== What you will do ==
Copy only what runs from the line containing "Each instance of the eroded" through the end of the material below, line for line, with both ends included.

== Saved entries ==
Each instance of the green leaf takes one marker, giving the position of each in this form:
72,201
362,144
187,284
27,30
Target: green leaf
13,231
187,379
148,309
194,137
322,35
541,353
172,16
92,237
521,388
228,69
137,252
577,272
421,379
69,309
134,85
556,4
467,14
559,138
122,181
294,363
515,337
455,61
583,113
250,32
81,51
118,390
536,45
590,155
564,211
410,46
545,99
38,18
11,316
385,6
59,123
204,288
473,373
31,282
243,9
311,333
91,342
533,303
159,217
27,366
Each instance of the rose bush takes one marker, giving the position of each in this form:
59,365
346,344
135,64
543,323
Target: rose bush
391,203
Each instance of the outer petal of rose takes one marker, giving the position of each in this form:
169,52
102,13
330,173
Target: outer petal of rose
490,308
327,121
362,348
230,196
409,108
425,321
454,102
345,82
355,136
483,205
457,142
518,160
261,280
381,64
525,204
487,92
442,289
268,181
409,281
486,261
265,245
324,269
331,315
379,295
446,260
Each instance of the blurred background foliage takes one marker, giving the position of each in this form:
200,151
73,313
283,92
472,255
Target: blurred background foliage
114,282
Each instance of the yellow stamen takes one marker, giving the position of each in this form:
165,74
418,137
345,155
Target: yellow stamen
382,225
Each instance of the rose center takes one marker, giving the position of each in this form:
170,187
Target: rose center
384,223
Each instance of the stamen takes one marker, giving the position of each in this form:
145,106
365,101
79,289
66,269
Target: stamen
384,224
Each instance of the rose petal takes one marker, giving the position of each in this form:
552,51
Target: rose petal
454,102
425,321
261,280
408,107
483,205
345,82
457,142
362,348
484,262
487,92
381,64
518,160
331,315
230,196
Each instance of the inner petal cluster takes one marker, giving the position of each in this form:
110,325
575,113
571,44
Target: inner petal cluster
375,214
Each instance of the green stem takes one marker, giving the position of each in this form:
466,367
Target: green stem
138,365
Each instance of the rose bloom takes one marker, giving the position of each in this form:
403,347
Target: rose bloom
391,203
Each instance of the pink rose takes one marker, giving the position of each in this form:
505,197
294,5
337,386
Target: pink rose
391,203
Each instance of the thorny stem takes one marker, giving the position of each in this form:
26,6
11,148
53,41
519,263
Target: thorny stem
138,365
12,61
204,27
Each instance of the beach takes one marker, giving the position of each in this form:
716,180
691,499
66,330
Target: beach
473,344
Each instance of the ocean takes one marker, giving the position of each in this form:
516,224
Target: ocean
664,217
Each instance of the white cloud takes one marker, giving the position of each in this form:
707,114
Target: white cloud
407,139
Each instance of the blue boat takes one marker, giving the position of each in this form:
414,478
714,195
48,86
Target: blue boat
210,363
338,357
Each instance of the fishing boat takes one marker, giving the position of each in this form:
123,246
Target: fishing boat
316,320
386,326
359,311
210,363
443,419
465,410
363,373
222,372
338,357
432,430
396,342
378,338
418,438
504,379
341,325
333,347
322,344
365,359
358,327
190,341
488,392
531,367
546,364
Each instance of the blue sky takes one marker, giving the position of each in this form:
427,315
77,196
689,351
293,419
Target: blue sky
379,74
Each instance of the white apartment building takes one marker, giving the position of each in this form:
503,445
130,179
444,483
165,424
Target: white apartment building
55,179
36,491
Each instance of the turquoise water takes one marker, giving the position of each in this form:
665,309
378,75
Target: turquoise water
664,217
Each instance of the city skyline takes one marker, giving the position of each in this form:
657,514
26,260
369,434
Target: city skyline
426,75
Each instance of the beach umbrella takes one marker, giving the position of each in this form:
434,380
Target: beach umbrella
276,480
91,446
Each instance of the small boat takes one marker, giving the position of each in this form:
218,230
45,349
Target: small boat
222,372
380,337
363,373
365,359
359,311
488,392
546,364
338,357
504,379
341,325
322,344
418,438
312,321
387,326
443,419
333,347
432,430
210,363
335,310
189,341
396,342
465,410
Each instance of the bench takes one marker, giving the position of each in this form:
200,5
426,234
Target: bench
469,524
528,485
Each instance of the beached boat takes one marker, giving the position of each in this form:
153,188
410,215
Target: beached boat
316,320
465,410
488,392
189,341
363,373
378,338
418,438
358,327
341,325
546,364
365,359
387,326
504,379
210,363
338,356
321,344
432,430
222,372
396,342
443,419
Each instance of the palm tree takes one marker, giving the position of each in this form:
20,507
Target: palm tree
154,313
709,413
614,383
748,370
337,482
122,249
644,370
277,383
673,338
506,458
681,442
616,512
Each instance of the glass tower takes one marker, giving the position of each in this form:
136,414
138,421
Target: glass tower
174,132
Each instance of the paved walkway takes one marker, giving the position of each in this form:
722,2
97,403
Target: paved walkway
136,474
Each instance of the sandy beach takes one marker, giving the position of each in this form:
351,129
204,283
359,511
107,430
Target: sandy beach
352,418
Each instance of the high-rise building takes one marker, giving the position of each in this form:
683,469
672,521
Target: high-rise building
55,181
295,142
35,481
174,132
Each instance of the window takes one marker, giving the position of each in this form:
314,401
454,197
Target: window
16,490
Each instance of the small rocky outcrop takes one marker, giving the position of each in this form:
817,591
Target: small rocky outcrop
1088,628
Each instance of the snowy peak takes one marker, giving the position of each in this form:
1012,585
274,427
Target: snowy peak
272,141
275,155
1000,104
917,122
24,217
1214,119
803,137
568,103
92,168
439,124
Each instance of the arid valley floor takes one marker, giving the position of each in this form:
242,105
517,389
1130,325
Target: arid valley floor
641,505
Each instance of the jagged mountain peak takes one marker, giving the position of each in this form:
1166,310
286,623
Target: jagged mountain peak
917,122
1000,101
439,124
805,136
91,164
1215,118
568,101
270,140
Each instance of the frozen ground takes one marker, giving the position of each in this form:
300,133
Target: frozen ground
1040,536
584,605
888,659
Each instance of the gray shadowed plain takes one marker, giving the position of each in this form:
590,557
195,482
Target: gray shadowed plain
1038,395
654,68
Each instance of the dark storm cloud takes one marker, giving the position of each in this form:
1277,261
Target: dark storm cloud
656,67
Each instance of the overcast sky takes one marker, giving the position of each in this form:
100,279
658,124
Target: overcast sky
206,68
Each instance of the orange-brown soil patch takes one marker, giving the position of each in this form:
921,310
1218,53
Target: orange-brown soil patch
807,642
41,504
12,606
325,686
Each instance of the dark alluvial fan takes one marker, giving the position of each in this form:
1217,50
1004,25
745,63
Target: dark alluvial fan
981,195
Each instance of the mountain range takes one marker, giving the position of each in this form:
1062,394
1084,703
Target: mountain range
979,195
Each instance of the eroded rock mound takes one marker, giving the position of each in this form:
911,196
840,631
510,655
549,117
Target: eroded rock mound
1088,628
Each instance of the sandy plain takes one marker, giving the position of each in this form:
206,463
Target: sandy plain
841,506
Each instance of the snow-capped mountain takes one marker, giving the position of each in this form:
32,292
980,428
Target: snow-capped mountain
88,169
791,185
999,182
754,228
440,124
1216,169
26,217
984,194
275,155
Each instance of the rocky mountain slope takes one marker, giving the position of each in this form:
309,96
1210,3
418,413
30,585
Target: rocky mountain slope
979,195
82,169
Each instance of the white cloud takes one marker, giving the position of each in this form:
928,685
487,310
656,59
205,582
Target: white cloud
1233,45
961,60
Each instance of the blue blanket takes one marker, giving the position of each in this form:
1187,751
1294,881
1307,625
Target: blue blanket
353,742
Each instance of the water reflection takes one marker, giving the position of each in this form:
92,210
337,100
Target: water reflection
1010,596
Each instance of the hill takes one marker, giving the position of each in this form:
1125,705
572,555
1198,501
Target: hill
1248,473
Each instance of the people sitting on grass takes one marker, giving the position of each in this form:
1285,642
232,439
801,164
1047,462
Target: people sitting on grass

== In response ==
Each instance of the eroded rock mound takes one marker, giving the position of each in this form:
911,196
840,631
510,655
549,117
Target: eroded rock mound
1088,628
Each instance of the sandy plain takes one marker, giving the position of each in this form:
206,463
Target: sandy plain
841,506
Each instance of the snow-capped mountain takes one marker, giving the position of each in this form:
32,292
980,428
Target: snow-capped mountain
88,169
791,185
999,182
754,228
440,124
1216,169
26,217
984,194
275,155
Each instance of the rocky mountain slope takes one marker, giving the position of each in this form:
309,96
1210,3
418,413
30,585
Target: rocky mountain slope
979,195
82,169
Each instance of the white cloud takes one marker, giving the position of each in this form:
928,685
487,310
656,59
205,582
Target: white cloud
1233,45
961,60
Each instance of the blue blanket takes one marker, giving the position of each in this form:
1187,751
1294,881
1307,625
Target: blue blanket
353,742
Each instance of the water reflection takes one marker, giving the position of each in this form:
92,210
337,100
Target: water reflection
1010,596
Each instance of the hill takes one marker, giving the position of each in this form:
1125,705
572,555
1198,501
Target: hill
1248,473
Each instance of the people sitting on grass takes one marker, giving the position of each in this form:
1285,642
232,439
801,164
1047,462
Target: people sitting on grass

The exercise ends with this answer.